__Short task__: Retype the records below exactly as they appear.

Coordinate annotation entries
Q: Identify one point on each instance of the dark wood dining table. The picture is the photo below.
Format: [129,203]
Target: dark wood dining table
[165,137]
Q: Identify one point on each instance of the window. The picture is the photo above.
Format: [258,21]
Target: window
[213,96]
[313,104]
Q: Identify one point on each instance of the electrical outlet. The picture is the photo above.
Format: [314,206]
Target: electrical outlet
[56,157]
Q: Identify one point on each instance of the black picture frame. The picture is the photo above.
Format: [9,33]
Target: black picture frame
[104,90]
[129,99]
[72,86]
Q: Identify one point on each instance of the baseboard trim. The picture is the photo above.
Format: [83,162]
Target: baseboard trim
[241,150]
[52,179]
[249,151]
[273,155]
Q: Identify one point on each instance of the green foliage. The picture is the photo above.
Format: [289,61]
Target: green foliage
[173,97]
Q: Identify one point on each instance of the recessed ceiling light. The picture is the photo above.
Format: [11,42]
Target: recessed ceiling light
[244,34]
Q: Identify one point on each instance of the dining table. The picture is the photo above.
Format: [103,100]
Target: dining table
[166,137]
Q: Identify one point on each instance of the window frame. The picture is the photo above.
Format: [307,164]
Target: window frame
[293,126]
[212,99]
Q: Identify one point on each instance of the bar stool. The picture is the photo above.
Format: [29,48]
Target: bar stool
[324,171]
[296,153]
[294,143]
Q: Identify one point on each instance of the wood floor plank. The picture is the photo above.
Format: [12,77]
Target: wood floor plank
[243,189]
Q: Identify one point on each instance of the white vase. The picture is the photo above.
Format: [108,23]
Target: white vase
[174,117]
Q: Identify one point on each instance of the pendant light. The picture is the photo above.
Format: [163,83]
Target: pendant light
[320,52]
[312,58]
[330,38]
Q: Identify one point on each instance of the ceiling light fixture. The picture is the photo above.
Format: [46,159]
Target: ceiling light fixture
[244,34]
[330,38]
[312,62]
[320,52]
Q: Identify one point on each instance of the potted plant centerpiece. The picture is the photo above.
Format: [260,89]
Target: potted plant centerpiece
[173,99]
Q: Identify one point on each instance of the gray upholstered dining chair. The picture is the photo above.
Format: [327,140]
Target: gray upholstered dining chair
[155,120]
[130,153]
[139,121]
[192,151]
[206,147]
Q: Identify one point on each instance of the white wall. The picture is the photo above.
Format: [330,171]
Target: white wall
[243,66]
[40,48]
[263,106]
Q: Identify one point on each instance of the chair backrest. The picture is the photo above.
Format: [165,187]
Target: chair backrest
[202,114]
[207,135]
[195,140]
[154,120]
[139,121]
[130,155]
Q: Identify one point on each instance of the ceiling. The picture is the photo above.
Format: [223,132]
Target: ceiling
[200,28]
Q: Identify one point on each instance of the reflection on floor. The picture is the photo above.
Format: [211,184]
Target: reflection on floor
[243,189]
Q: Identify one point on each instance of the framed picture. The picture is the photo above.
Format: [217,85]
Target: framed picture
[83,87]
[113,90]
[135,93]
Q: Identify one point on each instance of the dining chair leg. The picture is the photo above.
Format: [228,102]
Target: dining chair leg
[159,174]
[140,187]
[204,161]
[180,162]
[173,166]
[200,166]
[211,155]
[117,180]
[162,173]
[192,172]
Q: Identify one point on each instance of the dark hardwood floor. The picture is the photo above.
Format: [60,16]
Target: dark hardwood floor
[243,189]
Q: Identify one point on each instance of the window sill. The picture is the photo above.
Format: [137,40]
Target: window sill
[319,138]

__Finished task__:
Q: Identify one point on each instance of the dark wood dining table. The picture is the photo below.
Format: [129,203]
Target: dark wood dining table
[165,137]
Q: Identify one point on each instance of the window. The picture is the photo above.
Format: [258,21]
Target: window
[213,96]
[313,104]
Q: Identify one point on each instance of the electrical outlet. The picture is the photo above.
Format: [314,206]
Target: electrical outlet
[56,157]
Q: Identify one point on each instance of the black picture frame. The picture is the photo above.
Format: [9,33]
Target: black picture frame
[104,90]
[129,99]
[72,86]
Q: Identify one point on each instance of the baseboard trim. The picture is the photo above.
Format: [83,162]
Target: baseboard trim
[241,150]
[52,179]
[249,151]
[273,155]
Q: Identify one point on each instance of the green foliage. The picture is the photo above.
Format: [289,61]
Target: green foliage
[173,97]
Q: Identify one point on each instance of the recessed ceiling light. The picture is the photo above.
Format: [11,42]
Target: recessed ceiling light
[244,34]
Q: Identify one point on each instance of the dining table. The picture is the photo above.
Format: [103,100]
Target: dining table
[166,137]
Q: Identify one point on each instance of the window frame. The picture is the photo above.
Format: [307,164]
Target: window frame
[293,126]
[212,99]
Q: Identify one point on each instance of the bar stool. The picture is the photo above.
Format: [29,48]
Target: bar stool
[324,171]
[296,153]
[294,143]
Q: Identify one point on each instance of the wood floor plank. The picture is the photo above.
Format: [12,77]
Target: wood floor plank
[243,189]
Q: Identify one point on each instance of the white vase. The picture is the photo above.
Format: [108,23]
Target: white vase
[174,117]
Q: Identify one point on each instance of the pendant light. The picture is the photo above.
Format: [163,83]
Target: pendant light
[320,52]
[312,58]
[330,38]
Q: Identify one point on each instance of the ceiling light fixture. The picture is the photo above.
Format: [46,159]
Target: ceiling light fixture
[244,34]
[330,38]
[312,62]
[320,52]
Q: Identify one point on each instance of the potted plant centerpiece. The picture is the photo above.
Format: [260,89]
Target: potted plant centerpiece
[173,99]
Q: Identify one point on each instance of the gray upholstered dining chair. The picture is the photo above.
Format: [327,140]
Target: gray upholstered dining chair
[155,120]
[130,153]
[139,121]
[192,151]
[206,147]
Q: Identify one point on each instance of the white wall. The picture is the photo above.
Format: [330,171]
Target: white wall
[243,66]
[40,48]
[263,106]
Q: Identify one point on each instance of the chair backrest. The picture is the photo above.
Format: [165,187]
Target: chair backrest
[202,114]
[207,135]
[195,140]
[154,120]
[139,121]
[130,155]
Q: Identify one point on each instance of the ceiling. The picture is the photo above.
Format: [223,132]
Target: ceiling
[200,28]
Q: Identify one point on each instance of the reflection on floor. The picture is the photo above.
Format: [211,184]
Target: reflection on floor
[243,189]
Q: Identify one point on each instance of the framed picture. The picture is the photo above.
Format: [217,85]
Target: framed picture
[83,87]
[113,90]
[135,93]
Q: Identify one point on each instance of the dining chair leg. The picture is the photo above.
Format: [228,102]
Target: dining chair leg
[159,174]
[140,187]
[204,161]
[180,162]
[173,166]
[200,166]
[211,155]
[117,180]
[162,173]
[192,172]
Q: Identify one point on each instance of the dark hardwood floor. The picture is the photo above.
Format: [60,16]
Target: dark hardwood floor
[243,189]
Q: Identify one point on each instance of the window sill. The picture is the photo above.
Format: [137,40]
Target: window sill
[319,138]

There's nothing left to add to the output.